Starting at the line below holding "Target: grassy hill" and stopping at the line holding "Reviewer note: confirm that each instance of the leafy", print every line exactly, both ends included, and leave the rest out.

-------- Data for processing --------

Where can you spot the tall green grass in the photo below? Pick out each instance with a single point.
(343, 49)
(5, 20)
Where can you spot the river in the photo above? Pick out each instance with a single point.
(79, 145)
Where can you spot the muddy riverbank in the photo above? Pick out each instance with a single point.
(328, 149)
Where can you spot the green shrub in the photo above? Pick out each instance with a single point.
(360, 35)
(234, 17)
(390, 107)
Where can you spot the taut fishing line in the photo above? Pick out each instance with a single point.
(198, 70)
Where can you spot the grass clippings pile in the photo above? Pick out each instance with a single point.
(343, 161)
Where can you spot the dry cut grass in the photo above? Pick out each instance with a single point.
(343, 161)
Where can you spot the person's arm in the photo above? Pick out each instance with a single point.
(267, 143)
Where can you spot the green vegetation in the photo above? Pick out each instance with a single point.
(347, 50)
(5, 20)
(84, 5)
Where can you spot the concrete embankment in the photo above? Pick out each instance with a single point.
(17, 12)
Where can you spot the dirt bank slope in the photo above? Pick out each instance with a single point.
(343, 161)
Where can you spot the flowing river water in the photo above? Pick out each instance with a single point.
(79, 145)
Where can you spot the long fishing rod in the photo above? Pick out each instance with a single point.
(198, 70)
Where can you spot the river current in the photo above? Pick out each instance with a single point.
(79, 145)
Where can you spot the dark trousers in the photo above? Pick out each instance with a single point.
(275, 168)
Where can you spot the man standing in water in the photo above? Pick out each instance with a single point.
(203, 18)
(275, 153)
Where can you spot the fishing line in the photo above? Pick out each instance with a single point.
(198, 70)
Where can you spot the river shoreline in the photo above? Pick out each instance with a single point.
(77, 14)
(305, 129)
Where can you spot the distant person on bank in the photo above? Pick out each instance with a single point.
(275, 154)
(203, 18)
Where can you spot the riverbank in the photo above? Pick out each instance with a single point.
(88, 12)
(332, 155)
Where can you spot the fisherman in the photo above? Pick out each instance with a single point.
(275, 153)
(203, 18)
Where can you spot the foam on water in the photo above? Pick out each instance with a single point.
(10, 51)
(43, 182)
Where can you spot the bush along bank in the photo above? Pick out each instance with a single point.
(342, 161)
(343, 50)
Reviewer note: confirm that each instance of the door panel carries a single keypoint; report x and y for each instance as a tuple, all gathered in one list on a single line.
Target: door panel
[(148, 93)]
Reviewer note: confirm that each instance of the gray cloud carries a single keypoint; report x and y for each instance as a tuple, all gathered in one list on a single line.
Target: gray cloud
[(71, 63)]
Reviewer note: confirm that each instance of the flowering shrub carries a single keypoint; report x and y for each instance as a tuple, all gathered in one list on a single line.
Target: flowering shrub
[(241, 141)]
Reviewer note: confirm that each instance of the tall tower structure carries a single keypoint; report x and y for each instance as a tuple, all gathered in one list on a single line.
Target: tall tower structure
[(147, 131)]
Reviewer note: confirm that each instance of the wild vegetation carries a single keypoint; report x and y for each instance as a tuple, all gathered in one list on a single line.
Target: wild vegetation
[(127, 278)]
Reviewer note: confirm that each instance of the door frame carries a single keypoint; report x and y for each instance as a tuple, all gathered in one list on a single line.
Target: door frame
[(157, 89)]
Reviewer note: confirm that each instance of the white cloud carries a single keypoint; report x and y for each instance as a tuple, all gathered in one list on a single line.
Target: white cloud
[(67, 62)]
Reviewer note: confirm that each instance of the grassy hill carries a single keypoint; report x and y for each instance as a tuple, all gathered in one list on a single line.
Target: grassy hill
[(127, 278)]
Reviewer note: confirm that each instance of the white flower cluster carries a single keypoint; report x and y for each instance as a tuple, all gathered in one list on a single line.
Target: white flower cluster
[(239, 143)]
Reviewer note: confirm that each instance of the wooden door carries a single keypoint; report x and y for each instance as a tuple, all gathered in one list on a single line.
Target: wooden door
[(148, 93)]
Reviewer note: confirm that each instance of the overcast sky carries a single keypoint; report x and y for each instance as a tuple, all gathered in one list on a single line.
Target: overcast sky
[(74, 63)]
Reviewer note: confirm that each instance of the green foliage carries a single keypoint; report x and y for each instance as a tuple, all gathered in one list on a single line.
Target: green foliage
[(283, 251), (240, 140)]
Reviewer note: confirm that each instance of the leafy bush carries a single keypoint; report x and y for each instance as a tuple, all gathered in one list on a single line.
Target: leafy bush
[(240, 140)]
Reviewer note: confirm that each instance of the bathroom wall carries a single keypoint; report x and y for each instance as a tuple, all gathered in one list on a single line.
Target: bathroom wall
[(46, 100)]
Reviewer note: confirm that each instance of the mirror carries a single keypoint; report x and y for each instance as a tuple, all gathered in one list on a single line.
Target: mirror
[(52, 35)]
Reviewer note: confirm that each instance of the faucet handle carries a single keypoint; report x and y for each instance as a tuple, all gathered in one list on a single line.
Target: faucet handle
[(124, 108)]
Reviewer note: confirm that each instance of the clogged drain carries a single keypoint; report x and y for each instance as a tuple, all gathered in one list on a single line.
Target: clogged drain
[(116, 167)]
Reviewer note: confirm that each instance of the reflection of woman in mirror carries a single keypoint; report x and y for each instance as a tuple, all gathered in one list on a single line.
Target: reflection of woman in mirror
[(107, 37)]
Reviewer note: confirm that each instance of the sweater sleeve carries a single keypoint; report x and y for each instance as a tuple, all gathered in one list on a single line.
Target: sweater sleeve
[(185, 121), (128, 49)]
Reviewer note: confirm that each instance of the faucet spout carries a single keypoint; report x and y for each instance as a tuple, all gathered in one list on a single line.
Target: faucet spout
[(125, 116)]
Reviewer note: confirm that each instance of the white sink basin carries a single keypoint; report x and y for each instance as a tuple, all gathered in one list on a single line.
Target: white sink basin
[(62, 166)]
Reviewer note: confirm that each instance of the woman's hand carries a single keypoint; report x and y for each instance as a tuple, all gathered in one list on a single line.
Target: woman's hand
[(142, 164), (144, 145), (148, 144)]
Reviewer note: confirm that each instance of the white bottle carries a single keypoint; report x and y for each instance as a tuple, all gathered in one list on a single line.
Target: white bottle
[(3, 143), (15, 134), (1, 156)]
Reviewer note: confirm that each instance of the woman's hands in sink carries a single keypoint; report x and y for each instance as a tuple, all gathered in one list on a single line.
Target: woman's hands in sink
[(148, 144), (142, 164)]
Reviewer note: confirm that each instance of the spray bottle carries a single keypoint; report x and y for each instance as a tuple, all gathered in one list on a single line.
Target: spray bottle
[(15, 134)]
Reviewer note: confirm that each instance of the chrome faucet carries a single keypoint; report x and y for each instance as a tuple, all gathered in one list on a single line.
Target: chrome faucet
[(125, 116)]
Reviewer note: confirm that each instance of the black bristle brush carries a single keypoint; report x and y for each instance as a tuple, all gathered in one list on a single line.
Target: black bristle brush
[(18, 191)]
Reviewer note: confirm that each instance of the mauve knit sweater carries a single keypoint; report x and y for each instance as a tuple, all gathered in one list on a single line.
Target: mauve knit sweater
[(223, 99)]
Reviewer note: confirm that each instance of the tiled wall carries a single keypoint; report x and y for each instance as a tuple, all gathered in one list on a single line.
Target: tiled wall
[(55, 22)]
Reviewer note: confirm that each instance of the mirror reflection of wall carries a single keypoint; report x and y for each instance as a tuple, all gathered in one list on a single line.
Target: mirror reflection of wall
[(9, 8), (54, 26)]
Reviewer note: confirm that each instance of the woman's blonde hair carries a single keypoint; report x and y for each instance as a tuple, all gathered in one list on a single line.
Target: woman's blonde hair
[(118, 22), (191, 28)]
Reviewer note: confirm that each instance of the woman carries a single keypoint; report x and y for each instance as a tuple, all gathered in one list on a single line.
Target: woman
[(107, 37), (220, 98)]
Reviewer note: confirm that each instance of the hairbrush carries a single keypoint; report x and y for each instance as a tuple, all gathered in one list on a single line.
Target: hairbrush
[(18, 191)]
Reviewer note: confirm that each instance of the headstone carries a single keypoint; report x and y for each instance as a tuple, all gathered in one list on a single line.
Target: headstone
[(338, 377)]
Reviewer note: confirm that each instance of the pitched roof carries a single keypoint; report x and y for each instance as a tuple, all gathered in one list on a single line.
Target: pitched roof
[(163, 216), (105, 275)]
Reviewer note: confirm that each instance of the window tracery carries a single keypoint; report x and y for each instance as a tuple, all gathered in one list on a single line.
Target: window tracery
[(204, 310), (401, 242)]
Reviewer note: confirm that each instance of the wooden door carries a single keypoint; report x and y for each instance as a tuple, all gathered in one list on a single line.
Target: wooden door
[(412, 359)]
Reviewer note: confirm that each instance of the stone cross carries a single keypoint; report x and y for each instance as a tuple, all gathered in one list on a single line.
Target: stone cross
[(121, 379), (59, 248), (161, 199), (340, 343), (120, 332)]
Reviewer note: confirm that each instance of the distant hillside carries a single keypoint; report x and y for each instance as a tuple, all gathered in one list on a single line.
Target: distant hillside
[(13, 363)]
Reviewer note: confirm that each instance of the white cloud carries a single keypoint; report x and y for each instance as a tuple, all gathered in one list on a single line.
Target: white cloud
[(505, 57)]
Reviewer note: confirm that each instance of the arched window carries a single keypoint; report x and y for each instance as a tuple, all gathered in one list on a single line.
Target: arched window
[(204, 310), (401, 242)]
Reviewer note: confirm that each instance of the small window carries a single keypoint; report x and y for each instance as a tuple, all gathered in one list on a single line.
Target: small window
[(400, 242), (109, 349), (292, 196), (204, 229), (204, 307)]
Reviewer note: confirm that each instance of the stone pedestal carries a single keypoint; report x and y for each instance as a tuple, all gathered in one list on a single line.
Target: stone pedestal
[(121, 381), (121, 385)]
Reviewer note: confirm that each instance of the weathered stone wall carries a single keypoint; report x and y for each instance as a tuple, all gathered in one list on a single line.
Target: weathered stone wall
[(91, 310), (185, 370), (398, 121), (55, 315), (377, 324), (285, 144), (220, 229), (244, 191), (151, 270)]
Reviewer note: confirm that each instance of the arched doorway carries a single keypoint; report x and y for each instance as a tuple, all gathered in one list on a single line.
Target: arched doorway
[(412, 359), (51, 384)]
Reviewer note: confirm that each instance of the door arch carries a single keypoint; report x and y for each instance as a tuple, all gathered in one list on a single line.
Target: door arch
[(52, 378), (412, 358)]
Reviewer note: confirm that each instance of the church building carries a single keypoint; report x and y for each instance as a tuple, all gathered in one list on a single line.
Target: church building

--------

## Result
Target: grassy hill
[(127, 278)]
Reviewer note: confirm that each instance of the white flower cluster carries a single keypoint; report x and y for each instance as a tuple, all gathered in one list on a single line.
Target: white flower cluster
[(239, 143)]
Reviewer note: confirm that each instance of the wooden door carries a single keypoint; report x and y for each instance as a tuple, all gathered in one list on a single line.
Target: wooden door
[(148, 93)]
Reviewer note: confirm that each instance of the overcast sky carries a single keypoint; report x and y for each instance as a tuple, all gathered in one list on a single line.
Target: overcast sky
[(74, 63)]
Reviewer note: confirm that each instance of the green foliage carries a single keypoint; report x and y for each instance as a tuple, all gathered in one list on a single line.
Target: green foliage
[(283, 251), (240, 140)]
Reviewer note: confirm that each instance of the leafy bush carries a single keypoint; report x and y for each instance as a tuple, all gathered in one list on a single line.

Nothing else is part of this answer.